Meghan Bush, left, and Carolyn Gravit, DBA staff and Lawline 9 coordinators, along with 9News staffer Ann King, thank devoted Lawline 9 volunteers Bill Burns, Karen Best, Jim Carr and Don Jacobson for their continued dedication to the program.

Without any expectation of personal gain or notoriety, some of Denver’s citizen lawyers appear on television, but no one ever knows their names.

Each week, these citizen lawyers arrive at the 9News KUSA-TV station to share their knowledge with the public through the Lawline9. The program offers an opportunity for Denver citizens to get basic information about their legal problems in a live call-in format during the local evening news show. For 17 years, more than 400 volunteers from the Denver Bar Association have answered callers’ legal questions every Wednesday night from 4-6:30 p.m.

How Does Lawline9 Work?

On live TV, 9News invites the public to call the Lawline9 hotline. Callers ask about all areas of the law. On occasion, special nights are devoted to topics such as immigration, criminal law, bankruptcy, employment, social security disability, litigation and accident/injury cases.

The program helps callers understand their legal issues better. However, it does not provide specific legal advice for callers’ individual circumstances.

**Directions for this task**
Quote the Lawline9 article word for word from "Meghan Bush, left, and" to "to the program.".

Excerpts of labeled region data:
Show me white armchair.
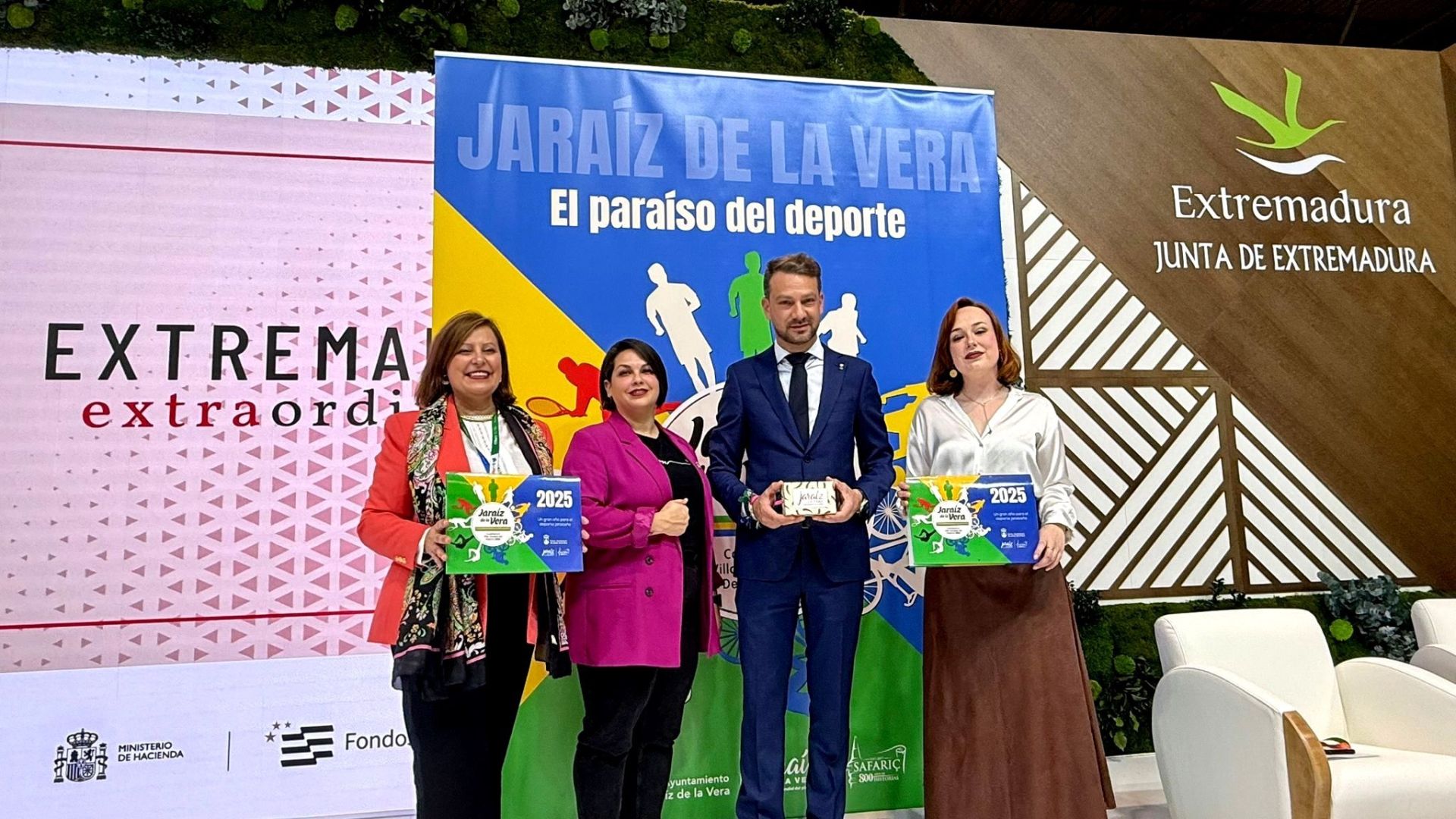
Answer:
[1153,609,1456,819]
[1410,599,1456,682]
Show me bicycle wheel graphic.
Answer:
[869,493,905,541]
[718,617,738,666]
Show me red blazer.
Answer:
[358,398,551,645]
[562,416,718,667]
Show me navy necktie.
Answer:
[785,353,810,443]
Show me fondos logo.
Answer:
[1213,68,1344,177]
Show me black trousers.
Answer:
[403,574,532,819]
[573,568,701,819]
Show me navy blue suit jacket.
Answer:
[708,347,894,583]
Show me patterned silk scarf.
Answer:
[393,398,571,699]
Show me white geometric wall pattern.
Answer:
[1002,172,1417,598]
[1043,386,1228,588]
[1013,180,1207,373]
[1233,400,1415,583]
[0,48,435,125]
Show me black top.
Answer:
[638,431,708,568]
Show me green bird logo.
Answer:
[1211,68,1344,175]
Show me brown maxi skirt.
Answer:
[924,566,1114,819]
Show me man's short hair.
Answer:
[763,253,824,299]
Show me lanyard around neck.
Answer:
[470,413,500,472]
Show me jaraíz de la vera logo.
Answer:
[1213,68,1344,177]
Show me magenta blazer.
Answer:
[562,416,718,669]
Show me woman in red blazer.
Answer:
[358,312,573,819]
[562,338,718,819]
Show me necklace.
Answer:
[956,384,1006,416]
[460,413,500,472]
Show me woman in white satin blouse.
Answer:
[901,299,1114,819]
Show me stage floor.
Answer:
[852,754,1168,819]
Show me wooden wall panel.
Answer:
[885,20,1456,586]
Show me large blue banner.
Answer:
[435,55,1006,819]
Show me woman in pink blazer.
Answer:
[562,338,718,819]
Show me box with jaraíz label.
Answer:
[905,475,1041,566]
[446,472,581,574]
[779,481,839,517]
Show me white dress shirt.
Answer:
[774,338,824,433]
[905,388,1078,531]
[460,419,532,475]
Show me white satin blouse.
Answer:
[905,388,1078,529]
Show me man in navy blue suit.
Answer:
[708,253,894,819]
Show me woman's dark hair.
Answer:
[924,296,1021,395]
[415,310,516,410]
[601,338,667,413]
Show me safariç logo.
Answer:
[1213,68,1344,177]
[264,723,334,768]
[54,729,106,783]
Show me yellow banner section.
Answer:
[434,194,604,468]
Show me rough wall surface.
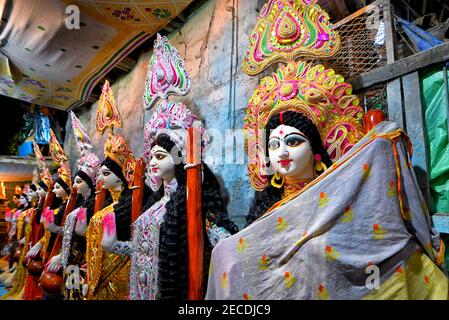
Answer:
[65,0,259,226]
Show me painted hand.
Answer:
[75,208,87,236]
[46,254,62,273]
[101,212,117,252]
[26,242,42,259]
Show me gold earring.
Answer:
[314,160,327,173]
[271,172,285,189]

...

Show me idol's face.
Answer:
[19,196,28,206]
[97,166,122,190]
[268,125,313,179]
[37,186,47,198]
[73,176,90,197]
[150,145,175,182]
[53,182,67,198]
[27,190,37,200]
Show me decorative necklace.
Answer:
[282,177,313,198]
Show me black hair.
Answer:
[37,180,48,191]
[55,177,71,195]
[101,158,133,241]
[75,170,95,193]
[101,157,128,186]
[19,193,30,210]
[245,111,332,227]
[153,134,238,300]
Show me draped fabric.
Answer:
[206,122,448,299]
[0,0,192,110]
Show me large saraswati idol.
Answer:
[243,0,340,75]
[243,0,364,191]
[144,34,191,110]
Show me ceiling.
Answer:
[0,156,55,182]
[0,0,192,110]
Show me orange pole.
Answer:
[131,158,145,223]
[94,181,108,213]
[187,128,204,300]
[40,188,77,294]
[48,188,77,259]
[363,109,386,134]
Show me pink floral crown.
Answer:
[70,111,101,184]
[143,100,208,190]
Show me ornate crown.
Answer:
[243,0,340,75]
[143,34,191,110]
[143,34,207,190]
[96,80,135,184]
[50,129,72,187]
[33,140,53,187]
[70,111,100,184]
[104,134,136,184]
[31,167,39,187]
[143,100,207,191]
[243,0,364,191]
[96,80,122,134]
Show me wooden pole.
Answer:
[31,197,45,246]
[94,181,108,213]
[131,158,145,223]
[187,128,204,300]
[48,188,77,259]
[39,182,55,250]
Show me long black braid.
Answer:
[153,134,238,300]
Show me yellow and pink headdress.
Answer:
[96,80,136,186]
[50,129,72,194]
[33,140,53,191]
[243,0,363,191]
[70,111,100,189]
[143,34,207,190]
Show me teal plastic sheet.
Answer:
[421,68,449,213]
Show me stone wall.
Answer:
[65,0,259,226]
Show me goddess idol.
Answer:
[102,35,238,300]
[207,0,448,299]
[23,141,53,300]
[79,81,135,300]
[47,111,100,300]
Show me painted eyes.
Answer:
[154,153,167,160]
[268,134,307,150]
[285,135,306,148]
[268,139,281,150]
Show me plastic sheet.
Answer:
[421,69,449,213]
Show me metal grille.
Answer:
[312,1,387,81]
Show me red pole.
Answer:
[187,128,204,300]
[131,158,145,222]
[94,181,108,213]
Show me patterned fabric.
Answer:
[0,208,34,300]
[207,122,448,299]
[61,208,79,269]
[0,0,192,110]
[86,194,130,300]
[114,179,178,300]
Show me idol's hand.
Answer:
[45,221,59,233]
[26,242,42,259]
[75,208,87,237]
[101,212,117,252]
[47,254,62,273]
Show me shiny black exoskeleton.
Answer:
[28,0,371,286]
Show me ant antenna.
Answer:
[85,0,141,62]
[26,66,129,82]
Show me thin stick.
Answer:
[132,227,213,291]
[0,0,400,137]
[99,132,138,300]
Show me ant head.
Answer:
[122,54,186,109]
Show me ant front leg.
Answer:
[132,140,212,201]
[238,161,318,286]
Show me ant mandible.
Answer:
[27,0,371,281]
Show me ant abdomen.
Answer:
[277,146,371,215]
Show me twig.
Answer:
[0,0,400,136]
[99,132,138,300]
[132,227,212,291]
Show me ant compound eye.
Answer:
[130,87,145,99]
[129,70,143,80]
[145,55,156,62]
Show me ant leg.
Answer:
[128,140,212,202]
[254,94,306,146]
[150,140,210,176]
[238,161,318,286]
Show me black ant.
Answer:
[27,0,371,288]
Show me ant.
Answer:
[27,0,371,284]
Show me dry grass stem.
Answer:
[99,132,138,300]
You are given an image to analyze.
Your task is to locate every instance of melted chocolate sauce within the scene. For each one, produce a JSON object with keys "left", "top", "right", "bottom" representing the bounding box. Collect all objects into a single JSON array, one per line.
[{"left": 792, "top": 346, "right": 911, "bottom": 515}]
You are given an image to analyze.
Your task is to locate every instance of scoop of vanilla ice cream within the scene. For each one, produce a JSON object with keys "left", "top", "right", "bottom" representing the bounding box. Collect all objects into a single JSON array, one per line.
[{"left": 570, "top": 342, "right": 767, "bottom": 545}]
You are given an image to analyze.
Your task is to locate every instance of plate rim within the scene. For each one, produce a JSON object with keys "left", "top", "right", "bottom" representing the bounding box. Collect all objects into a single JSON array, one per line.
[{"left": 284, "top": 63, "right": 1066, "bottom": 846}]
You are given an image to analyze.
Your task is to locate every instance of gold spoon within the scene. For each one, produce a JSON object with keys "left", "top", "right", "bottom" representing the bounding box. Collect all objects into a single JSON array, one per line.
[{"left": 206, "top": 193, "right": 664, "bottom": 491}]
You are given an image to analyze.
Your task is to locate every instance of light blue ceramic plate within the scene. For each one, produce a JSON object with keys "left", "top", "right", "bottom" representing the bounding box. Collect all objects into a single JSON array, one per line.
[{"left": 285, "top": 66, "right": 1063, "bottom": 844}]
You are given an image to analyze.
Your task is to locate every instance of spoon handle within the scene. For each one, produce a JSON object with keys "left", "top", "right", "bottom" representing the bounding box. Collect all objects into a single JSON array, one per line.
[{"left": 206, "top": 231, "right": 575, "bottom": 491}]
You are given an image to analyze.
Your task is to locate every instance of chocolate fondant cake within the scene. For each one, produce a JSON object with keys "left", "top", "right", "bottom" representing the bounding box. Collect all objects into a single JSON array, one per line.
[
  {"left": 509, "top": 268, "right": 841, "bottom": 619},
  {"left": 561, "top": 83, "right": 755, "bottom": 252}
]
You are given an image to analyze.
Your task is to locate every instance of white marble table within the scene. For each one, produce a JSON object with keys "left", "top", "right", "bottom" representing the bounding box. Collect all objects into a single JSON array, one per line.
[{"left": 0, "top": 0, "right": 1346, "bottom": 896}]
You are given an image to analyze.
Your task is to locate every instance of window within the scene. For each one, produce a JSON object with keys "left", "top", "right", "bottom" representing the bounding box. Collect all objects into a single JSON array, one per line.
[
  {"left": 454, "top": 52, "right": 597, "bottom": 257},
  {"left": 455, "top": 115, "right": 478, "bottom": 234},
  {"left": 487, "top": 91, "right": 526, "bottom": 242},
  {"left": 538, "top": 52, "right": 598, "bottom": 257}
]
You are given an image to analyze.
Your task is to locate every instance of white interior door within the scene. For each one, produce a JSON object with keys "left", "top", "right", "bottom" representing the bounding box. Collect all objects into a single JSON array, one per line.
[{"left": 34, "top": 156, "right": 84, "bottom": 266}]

**Task answer**
Meghan Bush, left, and Carolyn Gravit, DBA staff and Lawline 9 coordinators, along with 9News staffer Ann King, thank devoted Lawline 9 volunteers Bill Burns, Karen Best, Jim Carr and Don Jacobson for their continued dedication to the program.